--- WHAT NEEDS TO BE DONE ---
Extract every line below that contains the word "golden", copying each one unchanged.

--- RECORDS SUPPLIED ---
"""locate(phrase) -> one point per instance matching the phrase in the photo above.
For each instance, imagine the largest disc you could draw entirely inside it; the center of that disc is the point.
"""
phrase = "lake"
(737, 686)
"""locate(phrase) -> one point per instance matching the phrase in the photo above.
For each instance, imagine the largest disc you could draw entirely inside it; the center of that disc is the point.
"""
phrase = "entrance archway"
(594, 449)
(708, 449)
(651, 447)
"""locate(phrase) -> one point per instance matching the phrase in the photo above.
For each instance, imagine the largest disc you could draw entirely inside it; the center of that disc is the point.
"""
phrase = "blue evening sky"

...

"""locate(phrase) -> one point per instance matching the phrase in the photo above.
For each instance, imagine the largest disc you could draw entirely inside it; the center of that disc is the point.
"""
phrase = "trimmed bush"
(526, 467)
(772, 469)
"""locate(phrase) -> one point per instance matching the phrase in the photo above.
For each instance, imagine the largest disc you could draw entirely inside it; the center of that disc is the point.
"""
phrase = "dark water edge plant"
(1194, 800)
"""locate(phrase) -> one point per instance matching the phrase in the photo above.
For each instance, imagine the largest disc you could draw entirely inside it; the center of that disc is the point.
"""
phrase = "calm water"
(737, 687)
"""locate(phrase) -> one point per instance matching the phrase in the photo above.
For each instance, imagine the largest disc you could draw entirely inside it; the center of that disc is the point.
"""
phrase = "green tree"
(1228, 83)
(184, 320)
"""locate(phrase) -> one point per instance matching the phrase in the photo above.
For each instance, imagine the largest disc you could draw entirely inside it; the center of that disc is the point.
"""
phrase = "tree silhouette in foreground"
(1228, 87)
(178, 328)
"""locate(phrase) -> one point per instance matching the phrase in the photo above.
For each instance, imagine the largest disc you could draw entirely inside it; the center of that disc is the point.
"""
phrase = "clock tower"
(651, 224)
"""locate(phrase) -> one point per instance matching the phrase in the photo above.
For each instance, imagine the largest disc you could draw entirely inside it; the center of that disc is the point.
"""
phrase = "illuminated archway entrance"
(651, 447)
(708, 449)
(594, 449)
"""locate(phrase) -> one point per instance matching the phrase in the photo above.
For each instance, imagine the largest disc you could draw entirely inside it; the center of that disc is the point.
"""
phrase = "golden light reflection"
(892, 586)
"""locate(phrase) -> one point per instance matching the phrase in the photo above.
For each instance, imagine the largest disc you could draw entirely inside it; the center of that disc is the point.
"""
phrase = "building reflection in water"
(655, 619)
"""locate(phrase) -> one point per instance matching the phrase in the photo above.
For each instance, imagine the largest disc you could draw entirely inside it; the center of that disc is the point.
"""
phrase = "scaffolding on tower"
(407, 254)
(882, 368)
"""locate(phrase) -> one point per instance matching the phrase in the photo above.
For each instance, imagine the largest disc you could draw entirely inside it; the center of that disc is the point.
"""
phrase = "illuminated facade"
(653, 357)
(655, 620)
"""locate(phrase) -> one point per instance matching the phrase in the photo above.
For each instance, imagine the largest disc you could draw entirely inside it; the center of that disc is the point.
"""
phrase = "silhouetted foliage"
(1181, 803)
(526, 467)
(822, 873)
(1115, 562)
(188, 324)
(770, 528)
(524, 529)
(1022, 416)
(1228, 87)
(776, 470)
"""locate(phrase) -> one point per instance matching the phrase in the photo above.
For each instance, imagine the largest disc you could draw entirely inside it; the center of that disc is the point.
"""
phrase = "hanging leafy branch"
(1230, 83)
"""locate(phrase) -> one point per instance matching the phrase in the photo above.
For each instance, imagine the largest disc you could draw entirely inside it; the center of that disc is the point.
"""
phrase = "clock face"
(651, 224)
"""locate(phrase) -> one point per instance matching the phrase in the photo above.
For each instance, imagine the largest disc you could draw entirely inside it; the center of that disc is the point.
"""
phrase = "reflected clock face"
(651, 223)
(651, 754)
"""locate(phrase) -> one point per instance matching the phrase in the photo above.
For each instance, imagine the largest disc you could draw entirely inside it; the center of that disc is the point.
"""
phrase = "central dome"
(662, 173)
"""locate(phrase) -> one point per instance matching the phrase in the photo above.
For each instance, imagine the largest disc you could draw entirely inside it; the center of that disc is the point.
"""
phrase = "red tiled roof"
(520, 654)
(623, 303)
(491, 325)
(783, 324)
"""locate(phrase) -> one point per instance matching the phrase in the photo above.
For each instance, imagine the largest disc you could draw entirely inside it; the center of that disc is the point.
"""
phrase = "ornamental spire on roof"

--

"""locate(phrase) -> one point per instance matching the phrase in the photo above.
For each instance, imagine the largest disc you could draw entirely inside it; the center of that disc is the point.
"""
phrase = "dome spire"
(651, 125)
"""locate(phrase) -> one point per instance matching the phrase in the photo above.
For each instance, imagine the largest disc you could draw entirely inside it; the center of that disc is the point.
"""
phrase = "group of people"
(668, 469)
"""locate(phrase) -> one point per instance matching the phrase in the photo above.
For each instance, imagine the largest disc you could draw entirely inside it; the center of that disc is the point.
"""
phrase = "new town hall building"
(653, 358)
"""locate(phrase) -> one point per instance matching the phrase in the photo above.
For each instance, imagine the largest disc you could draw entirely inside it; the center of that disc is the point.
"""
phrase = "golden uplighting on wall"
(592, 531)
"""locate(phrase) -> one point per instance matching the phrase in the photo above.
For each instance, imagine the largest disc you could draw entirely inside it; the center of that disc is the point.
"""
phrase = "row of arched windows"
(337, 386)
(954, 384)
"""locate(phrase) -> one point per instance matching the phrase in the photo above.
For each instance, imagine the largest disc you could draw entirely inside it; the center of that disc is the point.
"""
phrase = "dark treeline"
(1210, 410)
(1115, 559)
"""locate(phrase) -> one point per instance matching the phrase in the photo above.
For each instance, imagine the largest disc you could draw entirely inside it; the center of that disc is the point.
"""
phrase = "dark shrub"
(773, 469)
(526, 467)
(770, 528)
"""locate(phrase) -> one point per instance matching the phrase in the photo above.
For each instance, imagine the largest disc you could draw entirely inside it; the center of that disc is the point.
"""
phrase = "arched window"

--- EXERCISE ANSWER ---
phrase = "golden light reflection"
phrase = "golden uplighting on wall"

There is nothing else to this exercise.